WORK TO BE COMPLETED - Every line below must come back exactly as it stands, with the images omitted.
((
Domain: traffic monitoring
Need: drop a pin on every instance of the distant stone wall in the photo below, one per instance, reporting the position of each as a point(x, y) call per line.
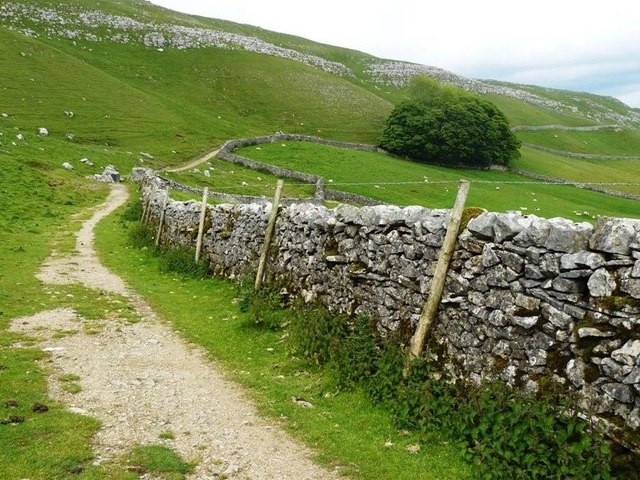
point(322, 193)
point(588, 156)
point(586, 186)
point(527, 300)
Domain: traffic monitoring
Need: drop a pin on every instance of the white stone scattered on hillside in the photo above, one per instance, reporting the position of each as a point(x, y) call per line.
point(109, 175)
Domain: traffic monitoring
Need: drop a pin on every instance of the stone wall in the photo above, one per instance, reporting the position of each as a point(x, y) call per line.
point(527, 299)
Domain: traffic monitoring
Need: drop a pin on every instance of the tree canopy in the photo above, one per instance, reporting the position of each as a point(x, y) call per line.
point(447, 125)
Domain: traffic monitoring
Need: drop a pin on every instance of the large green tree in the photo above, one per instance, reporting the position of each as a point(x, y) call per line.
point(446, 125)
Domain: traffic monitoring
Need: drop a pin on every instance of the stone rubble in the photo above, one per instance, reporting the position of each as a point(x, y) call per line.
point(526, 298)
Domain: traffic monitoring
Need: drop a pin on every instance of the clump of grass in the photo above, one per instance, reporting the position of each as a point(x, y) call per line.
point(158, 459)
point(266, 308)
point(68, 377)
point(506, 433)
point(72, 387)
point(69, 383)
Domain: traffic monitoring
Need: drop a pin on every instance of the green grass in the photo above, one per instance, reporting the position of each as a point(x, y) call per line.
point(344, 428)
point(160, 460)
point(523, 113)
point(174, 105)
point(235, 179)
point(37, 201)
point(583, 170)
point(345, 167)
point(603, 142)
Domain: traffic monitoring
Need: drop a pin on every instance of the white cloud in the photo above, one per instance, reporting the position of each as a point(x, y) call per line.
point(549, 42)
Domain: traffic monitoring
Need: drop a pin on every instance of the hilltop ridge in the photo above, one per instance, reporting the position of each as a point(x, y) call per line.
point(140, 23)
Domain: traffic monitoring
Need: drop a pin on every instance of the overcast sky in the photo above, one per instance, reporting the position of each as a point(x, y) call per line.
point(579, 45)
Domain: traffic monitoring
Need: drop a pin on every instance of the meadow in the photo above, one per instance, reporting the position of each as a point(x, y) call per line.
point(404, 182)
point(128, 105)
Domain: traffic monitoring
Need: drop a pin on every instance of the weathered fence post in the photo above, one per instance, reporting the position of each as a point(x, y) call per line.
point(145, 210)
point(268, 235)
point(164, 207)
point(203, 213)
point(439, 277)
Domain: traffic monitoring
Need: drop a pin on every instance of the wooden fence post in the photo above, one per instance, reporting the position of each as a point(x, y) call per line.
point(439, 277)
point(164, 207)
point(268, 235)
point(203, 213)
point(145, 210)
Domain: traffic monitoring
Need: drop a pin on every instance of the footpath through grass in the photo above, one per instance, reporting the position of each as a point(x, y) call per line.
point(373, 174)
point(344, 428)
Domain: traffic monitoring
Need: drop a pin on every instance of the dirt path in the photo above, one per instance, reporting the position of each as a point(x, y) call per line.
point(141, 380)
point(194, 163)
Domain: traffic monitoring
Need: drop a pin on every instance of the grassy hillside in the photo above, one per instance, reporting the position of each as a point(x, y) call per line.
point(123, 100)
point(374, 175)
point(602, 142)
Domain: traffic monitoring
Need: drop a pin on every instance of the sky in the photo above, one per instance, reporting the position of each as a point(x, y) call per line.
point(584, 45)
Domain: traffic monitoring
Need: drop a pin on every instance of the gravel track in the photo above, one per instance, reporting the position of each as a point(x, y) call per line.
point(142, 379)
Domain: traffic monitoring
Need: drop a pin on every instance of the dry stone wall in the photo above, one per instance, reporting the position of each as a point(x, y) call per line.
point(527, 300)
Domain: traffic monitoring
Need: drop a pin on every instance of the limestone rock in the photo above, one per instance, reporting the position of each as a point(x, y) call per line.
))
EXERCISE RESULT -
Domain: traffic monitoring
Need: drop a pin on every instance of the distant stone wall in the photo below, one per instance, reporting the position of each as a point(x, y) call per line.
point(322, 193)
point(588, 156)
point(586, 186)
point(527, 300)
Domain: traffic monitoring
Need: drop a pin on every instance of the white stone scattered on hillside in the photo above, one per instance, reporting the position of each as a point(x, y) call per line.
point(109, 175)
Domain: traffic monitoring
Need: drop a pin on every instance of the stone wall in the photo above, one per instance, reporting the position of each as a point(x, y) call per line.
point(527, 299)
Domain: traffic monitoring
Need: drop a pin on every instance of the tree canopy in the photo above, one per instance, reporting the position of each as a point(x, y) call per line.
point(447, 125)
Domain: traffic monitoring
Need: drop a pin on every instance of the large green tree in the photo above, one per instance, reporting the position of each as a point(x, y) call per line.
point(446, 125)
Domain: traffic monitoring
Need: drop a pin on every instance of the stone rubble in the photo above, one per instance, reporting the position of each as a point(x, y) call per line.
point(526, 298)
Domain: traffic monitoring
Need: drop a pin on every instance of the clump of grass in the photo above, one per instance, reporting the position of each as a point(x, y) call per line.
point(158, 459)
point(266, 308)
point(68, 377)
point(506, 433)
point(72, 387)
point(69, 383)
Domain: traffic monitoring
Need: drop a pin on every instance of the green grass in the photo above, one per instance, reporting the position of each as a point(x, y) call per line.
point(344, 428)
point(160, 460)
point(523, 113)
point(174, 105)
point(235, 179)
point(37, 201)
point(583, 170)
point(345, 167)
point(603, 142)
Domain: traffic monitoring
Need: drop a pin on every instance of the white cloud in the photo above, one per instance, reporting the position of each as a point(x, y) call per line.
point(549, 42)
Domain: traffic monitoring
Need: drop a pin on every instance of the hilltop ridge in the photo above, one per instance, reporting the position of each as a point(x, y) call per line.
point(140, 23)
Domain: traffic monitoring
Need: drop a pin on every instance of the overcast sky in the photo above, one per instance, reporting the position of each as a point(x, y) call per line.
point(579, 45)
Domain: traffic monitoring
Need: drop a pin on every instance of the meadow in the photo above, one per instance, reporting the position of each as a point(x, y) call per line.
point(404, 182)
point(128, 105)
Domain: traffic monitoring
Need: drop a pin on every instance of the weathered fence post in the photo above, one per instance, reporting the position of each as a point(x, y) call per line.
point(145, 210)
point(268, 235)
point(164, 207)
point(203, 213)
point(439, 277)
Domain: traffic monitoring
Need: drop a pin on every instance of the wooden fence post in the photo above, one per instance, reporting the position of each as a point(x, y) call per line.
point(439, 277)
point(164, 207)
point(268, 235)
point(203, 213)
point(145, 210)
Domain: traffic monitoring
Need: drop a pin on every instance of the footpath through grass in the photo above, one per instance, reporting the position of each as a point(x, y) call per line.
point(373, 174)
point(344, 428)
Domain: traffic monitoring
Need: drop a pin on every instance of the dirt path in the photo above, one per instance, reporting the position of each as a point(x, y) call per line.
point(141, 380)
point(194, 163)
Domain: traffic monitoring
Need: drop a pin on every instance of the grassy hillside in the photo above, one per instance, reporting the position of each as a point(x, y) call per line.
point(123, 100)
point(374, 175)
point(602, 142)
Domain: traffic monitoring
Need: drop a pin on every instance of the sky in the photo above, one per instance, reporting the position of each as a point(x, y) call per line.
point(584, 45)
Domain: traffic monitoring
Need: drop a pin on every instance of the gravel track in the photo above, one per instance, reporting the position of each as a point(x, y) call per line.
point(142, 379)
Domain: traffic monitoring
Need: drop a pin on every instance of the dry stone wall in the photo above, one per instance, reporting the position of each as a point(x, y) call per line.
point(527, 300)
Domain: traffic monitoring
Need: drop a pin on every instance of the limestone rock in the photo above, one per instance, reporting the position of each as a point(x, y) call per line.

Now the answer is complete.